EXERCISE
Exactly as written, print each record in the listing.

STORED DATA
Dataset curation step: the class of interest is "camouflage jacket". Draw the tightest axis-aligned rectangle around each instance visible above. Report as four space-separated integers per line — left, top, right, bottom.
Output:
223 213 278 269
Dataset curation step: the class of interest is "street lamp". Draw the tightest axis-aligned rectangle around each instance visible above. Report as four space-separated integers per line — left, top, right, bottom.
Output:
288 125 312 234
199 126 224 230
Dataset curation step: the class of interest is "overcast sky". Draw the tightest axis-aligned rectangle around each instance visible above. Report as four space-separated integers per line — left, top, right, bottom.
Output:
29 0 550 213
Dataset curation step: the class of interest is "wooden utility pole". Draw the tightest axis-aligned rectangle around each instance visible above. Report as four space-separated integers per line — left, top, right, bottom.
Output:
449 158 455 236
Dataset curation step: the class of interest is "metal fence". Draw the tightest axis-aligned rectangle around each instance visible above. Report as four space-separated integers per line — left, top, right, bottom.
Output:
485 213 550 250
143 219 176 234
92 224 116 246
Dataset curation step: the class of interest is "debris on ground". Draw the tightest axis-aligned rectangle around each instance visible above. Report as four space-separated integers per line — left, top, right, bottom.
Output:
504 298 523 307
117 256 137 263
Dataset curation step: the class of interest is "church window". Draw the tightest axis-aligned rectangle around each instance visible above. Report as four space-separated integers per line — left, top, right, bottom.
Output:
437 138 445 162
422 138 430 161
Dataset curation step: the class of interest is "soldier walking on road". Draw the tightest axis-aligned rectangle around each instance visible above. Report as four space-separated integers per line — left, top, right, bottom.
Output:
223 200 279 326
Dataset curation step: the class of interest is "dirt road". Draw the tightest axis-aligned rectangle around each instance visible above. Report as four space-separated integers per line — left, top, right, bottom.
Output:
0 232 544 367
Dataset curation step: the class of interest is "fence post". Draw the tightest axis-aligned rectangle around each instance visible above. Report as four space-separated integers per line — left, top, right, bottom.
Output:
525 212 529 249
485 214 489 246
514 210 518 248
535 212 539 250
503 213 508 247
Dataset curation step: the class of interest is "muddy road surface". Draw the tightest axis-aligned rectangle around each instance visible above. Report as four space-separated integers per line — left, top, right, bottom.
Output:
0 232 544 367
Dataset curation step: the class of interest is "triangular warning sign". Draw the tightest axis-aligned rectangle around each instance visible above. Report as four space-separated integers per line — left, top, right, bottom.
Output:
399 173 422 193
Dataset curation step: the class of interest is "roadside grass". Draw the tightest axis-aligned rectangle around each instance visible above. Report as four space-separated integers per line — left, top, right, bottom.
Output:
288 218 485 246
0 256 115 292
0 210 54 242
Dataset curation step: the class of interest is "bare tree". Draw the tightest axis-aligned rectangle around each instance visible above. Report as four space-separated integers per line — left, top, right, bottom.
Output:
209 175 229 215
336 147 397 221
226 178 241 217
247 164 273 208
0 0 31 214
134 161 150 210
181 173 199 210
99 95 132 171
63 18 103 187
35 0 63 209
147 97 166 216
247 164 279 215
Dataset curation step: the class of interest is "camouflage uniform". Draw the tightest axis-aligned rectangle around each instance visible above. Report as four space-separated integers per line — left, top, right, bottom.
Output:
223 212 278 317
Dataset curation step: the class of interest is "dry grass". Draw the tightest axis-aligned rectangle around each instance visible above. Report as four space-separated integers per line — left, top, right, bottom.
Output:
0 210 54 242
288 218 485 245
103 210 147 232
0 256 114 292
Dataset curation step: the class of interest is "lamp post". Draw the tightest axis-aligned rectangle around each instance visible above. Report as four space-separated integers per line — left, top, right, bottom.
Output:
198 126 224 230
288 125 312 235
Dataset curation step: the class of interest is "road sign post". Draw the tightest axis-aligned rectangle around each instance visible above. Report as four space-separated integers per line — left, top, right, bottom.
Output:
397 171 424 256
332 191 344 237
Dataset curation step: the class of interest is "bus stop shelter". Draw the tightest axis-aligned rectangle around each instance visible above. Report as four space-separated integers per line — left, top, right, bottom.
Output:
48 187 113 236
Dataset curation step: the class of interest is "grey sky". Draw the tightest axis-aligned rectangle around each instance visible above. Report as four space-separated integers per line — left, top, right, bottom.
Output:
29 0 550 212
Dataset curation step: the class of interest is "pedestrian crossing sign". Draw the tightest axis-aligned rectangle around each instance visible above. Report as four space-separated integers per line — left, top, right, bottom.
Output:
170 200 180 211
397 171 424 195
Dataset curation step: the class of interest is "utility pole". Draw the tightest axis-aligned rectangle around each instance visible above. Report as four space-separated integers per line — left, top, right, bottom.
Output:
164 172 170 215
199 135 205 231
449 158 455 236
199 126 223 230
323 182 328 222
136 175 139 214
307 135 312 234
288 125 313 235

RESPONSE
Dataset curation step: the class of interest is "camouflage jacket". Draw the tightest axis-aligned rectangle around each instance visible above. Report as four space-separated integers per line — left, top, right, bottom.
Output:
223 213 278 269
Dataset curation step: the class of interest is "street lamp". Draw the tightest axis-aligned rectangle around each instance visible above. Report as four space-separated integers per line — left, top, right, bottom.
Output:
288 125 312 234
199 126 224 230
Dataset curation step: the class of interest is "overcast sky". Draw the tightest axis-aligned rectangle around each instance visible above. Report as four space-separated integers per line — left, top, right, bottom.
Output:
29 0 550 213
Dataset curation step: the class of interest is "wooden utility pole". Draw the tightest axis-aligned rectangle around each instance visible above. Report as four space-separated integers per line — left, top, right, bottom.
Output:
449 158 455 236
Dataset curation step: the class of interest is "metal fence". Draw the tightest axis-aligned rectangle around each instance visible above. Report as four space-separated integers per line — left, top, right, bottom.
Output:
485 213 550 250
143 219 176 234
92 224 116 246
Dataset curation step: the class of interest is "debris on ground". Draw the tightest axis-aligned rectangle around each instance visible above. Report as four space-separated integers per line — left, top, right, bottom.
Output:
504 298 523 307
117 256 137 263
Dataset curation step: the class of interest is "church window". Draw the tightest axis-aligned rectangle around each instance visible above. Report as four space-separated integers per line — left, top, right, bottom.
Output:
437 138 445 162
422 138 430 161
Dataset curation step: the class of interest is "soldier walking on road". Draw the tightest axis-aligned rectangle around each instance visible above. Report as four space-separated integers per line — left, top, right, bottom.
Output:
223 200 279 326
Dataset curation step: the class of interest is "dirt road". Draw the tightest axis-aligned rectangle around each instance visible above. Report as four space-separated integers per line — left, top, right, bottom.
Output:
0 232 544 367
Dataset curation step: the class of interest is "fence post". Draw the tightest axis-aligned rectangle around each instance visible above. Report as four space-separated integers per line — left, top, right, bottom.
Output:
525 212 529 249
485 214 489 246
514 210 518 248
535 212 539 250
503 213 508 247
Dataset curation step: the class of interest is "muddy road surface". Draw the tightest axis-aligned rectangle around each instance visible above. Report as four space-separated integers per line — left, top, right, bottom.
Output:
0 232 544 367
Dataset curation step: the class of interest is "triangular warning sign". Draw the tightest axis-aligned rectangle around each instance visible above. Report as four space-separated integers per line — left, top, right, bottom.
Output:
399 173 422 193
Dataset curation step: the class of interest is "roadside grass". Draw the tightest axis-aligned rectangle around each instance visible above. Report as four space-separated integers per line — left, top, right, bottom.
Output:
288 218 485 246
0 256 115 292
0 210 54 242
Dataset curation step: the class of interest is "bare tree". Draw the tightest axis-aligned rectangle around each instance visible above. Report as four space-separated integers per line — left, top, right, bottom.
Output:
209 175 229 215
336 147 397 221
226 178 241 217
247 164 273 208
0 0 31 214
134 161 150 210
181 173 199 210
99 95 132 171
63 18 103 187
35 0 63 209
147 97 166 216
247 164 279 215
Dataset curation step: the class of interest is "camouflage uniform". Draw the tightest axis-aligned rectangle around each instance visible above. Report as four space-separated integers per line — left, top, right, bottom.
Output:
223 212 278 317
Dataset curation step: the class of interest is "dry grass". Draw the tightest axis-aligned rectangle around each instance visible above. Report as four space-separated integers per line — left, top, right, bottom.
Output:
0 210 54 242
288 218 485 245
103 210 147 232
0 256 114 292
Dataset curation step: the class of interest is "lamp post". Draw the tightest axis-aligned rectangle around each instance visible above. Report as four space-separated integers per line — left, top, right, bottom.
Output:
198 126 224 230
288 125 312 235
Dataset curation step: the class of interest is "road sign post". Draw the tightest axis-aligned rectangle around each instance visible above. Report as four space-separated integers per line — left, top, right, bottom.
Output:
397 171 424 256
332 191 344 237
Dataset curation step: the class of interest is "bus stop shelter". Draw the tightest axis-aligned rectangle around each instance visible above. Report as four space-separated integers per line — left, top, right, bottom.
Output:
48 187 113 236
Dataset curation step: the class of interest is "grey sky". Draw the tightest axis-aligned rectangle around each instance visible above. Report as four space-separated integers per line — left, top, right, bottom.
Output:
29 0 550 212
Dataset curation step: the class of interest is "pedestrian crossing sign". Draw the tightest axis-aligned rectangle around each instance visible above. Report as four space-separated integers per line — left, top, right, bottom.
Output:
170 200 180 211
397 171 424 195
Dataset curation step: the class of interest is "utility pole". Draw the tightest axis-aligned rectangle around each instance visible above. Report as four space-separated integers per line — left, top, right, bottom.
Output:
164 172 170 215
199 135 205 231
449 158 455 236
199 126 223 230
323 182 328 222
136 175 139 214
307 135 312 234
288 125 313 235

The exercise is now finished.